## [SELECTED EXCERPT]
------------------------

# TT Rally Car



## professorpatpending (Sep 27, 2015)

I'm considering a TT 225 Q for tarmac single venue stage rallying, am I mad?  
I would welcome people's opinions.
Thanks


----------



## NickG (Aug 15, 2013)

Someone on here has a jaguar V6 powered RWD rally car.. why not! :lol:

http://www.ttforum.co.uk/forum/viewtopic.php?f=2&t=802481&hilit=jaguar+V6+rally


----------



## professorpatpending (Sep 27, 2015)

I was thinking of something slightly less radical!  some research needed I think


----------



## Grahamstt (Jul 22, 2008)

There's one that's just done the tour of Mull. I've seen it for the last three years but haven't had chance to speak to the guys yet, it seems pretty much std apart from the necessary mods.
Your problem is you will be in the 2litre turbo class. And with a restricted engine you won't be competitive but that's not the only reason to compete, fun is also a good reason. 
If it's what you want, go for it. 
Have you prepped a tarmac car before?


----------



## professorpatpending (Sep 27, 2015)

Interesting  can anyone tell me what power can be had with the restrictor fitted?


----------



## Grahamstt (Jul 22, 2008)

You will lose top end power so going 2.0 litre would help keep the torque up.
A fully tuned escort cosworth gives about the same power as a mapped TT - so a car that would give around 400bhp would be losing more than 100bhp .
you could get a restrictor fitted and then tune it accordingly, for torque. Limit revs to 6000 and keep the small bore inlet and head but fit a good exhaust manifold and system.
You want to try and retain the 250 ish bhp with low down torque but keep it reliable with good cooling (oil and water).
Keeping 18" wheels will open up the second hand slick tyre options 220/640 x18 is the tyre size that is used for tarmac rallying.
You will need a full FIA spec cage, safety devices do one for the TT
The interior will need stripping out to try and lose some of the TT's weight and regain lost performance. at this point you could run the fuel and brake lines through the interior.
Good suspension will be needed - not necessarily coilovers as you don't need to go too low.
Brakes will needed to be sorted first, good pads are a must even if you use a near std set up, hydraulic hand brake is easy to fit when you do the internal lines.
Plumbed in fire extinguisher, external electric cut off.............the list goes on

I will help you as much as you want, where about do you live


----------



## professorpatpending (Sep 27, 2015)

Great info thank you. I'm in sunny Devon. Built loads of escort rally cars, but that was over 20 years ago  
I'll do some research into engine potential First I think.


----------



## Von Twinzig (Feb 10, 2014)

Interesting project Prof. Weight is going to be your enemy I suspect.

VT


----------



## Grahamstt (Jul 22, 2008)

If you've built them before you'll know what's required and needed.
Have a think about what sort of class you want the car to fit in, and what else could be available for the same kind of money.

------------------------

## [ENTRIES]
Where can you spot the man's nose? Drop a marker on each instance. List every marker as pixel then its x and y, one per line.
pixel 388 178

------------------------

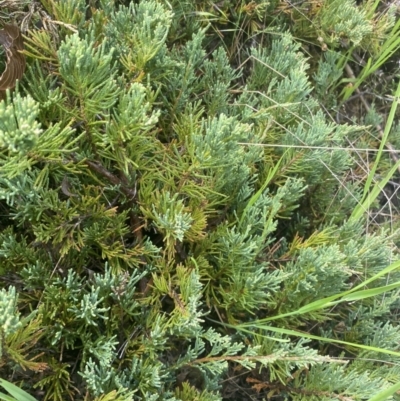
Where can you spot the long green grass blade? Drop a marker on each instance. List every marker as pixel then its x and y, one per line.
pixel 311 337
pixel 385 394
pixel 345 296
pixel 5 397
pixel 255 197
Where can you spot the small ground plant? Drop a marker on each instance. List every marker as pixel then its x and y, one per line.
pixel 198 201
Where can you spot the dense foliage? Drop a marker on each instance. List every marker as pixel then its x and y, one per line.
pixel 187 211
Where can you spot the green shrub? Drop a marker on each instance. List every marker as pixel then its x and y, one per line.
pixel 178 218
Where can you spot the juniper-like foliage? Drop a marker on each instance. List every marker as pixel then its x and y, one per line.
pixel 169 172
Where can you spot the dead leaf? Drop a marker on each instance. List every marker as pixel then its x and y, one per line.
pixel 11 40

------------------------

## [TASKS AND EXERCISES]
**1)** From the TT rally car thread above, extract the passage starting with "You will need" and going on through "through the interior.".
**2)** In the TT rally car thread, what tire size is given as the one used for tarmac rallying?

## [ANSWERS GIVEN]
**1)**
You will need a full FIA spec cage, safety devices do one for the TT
The interior will need stripping out to try and lose some of the TT's weight and regain lost performance. at this point you could run the fuel and brake lines through the interior.

**2)** 220/640 x18